In den letzten ein, zwei Jahren haben sich fast alle Jazzmusiker*innen, die ich kenne, plötzlich Synthesizer angeschafft. Oder sie haben angefangen, ihren Alben eine Produktionsnote zu geben, ihre Aufnahmen also noch nachzubearbeiten und zu verfremden. Womöglich liegt da also etwas in der Luft, vielleicht noch beschleunigt durch Corona. Der Oltner Saxophonist Simon Spiess ist da schon einen Schritt weiter – er hat sich ein zweites musikalisches Standbein als Elektronik- oder Ambient-Musiker aufgebaut und unter dem Alter Ego Late Bloom bereits mehrere Alben veröffentlicht. Ich habe ihn gefragt, ob er eine Vignette von vor ein paar Wochen in seine zahlreichen Gerätschaften speisen und daraus etwas ganz Neues basteln würde. Das hat er getan – und einen neunminütigen Trip kreiert, der sich definitiv anzuhören lohnt, besonders wenn man, wie ich, solche Musik noch überhaupt nicht gut kennt!

= = = = =

*Arbeitsanweisung*:
Geben Sie den Textabschnitt über den Saxophonisten Simon Spiess vollständig und wortgetreu wieder. Die Daten haben keinen Bezug zum Textabschnitt.

*Bereitgestellte Daten*:
= = = = =

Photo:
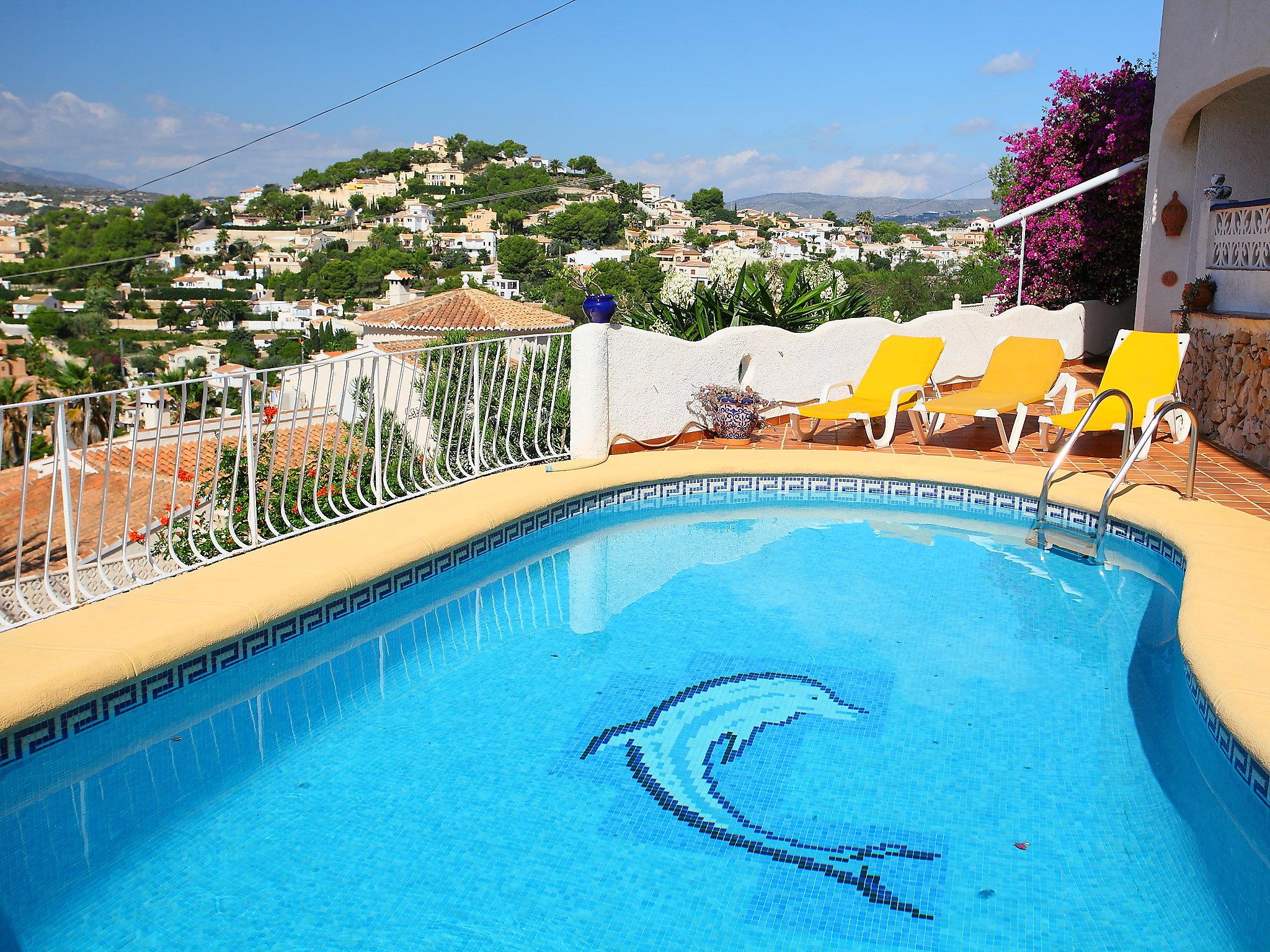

= = = = =

*Lösung*:
In den letzten ein, zwei Jahren haben sich fast alle Jazzmusiker*innen, die ich kenne, plötzlich Synthesizer angeschafft. Oder sie haben angefangen, ihren Alben eine Produktionsnote zu geben, ihre Aufnahmen also noch nachzubearbeiten und zu verfremden. Womöglich liegt da also etwas in der Luft, vielleicht noch beschleunigt durch Corona. Der Oltner Saxophonist Simon Spiess ist da schon einen Schritt weiter – er hat sich ein zweites musikalisches Standbein als Elektronik- oder Ambient-Musiker aufgebaut und unter dem Alter Ego Late Bloom bereits mehrere Alben veröffentlicht. Ich habe ihn gefragt, ob er eine Vignette von vor ein paar Wochen in seine zahlreichen Gerätschaften speisen und daraus etwas ganz Neues basteln würde. Das hat er getan – und einen neunminütigen Trip kreiert, der sich definitiv anzuhören lohnt, besonders wenn man, wie ich, solche Musik noch überhaupt nicht gut kennt!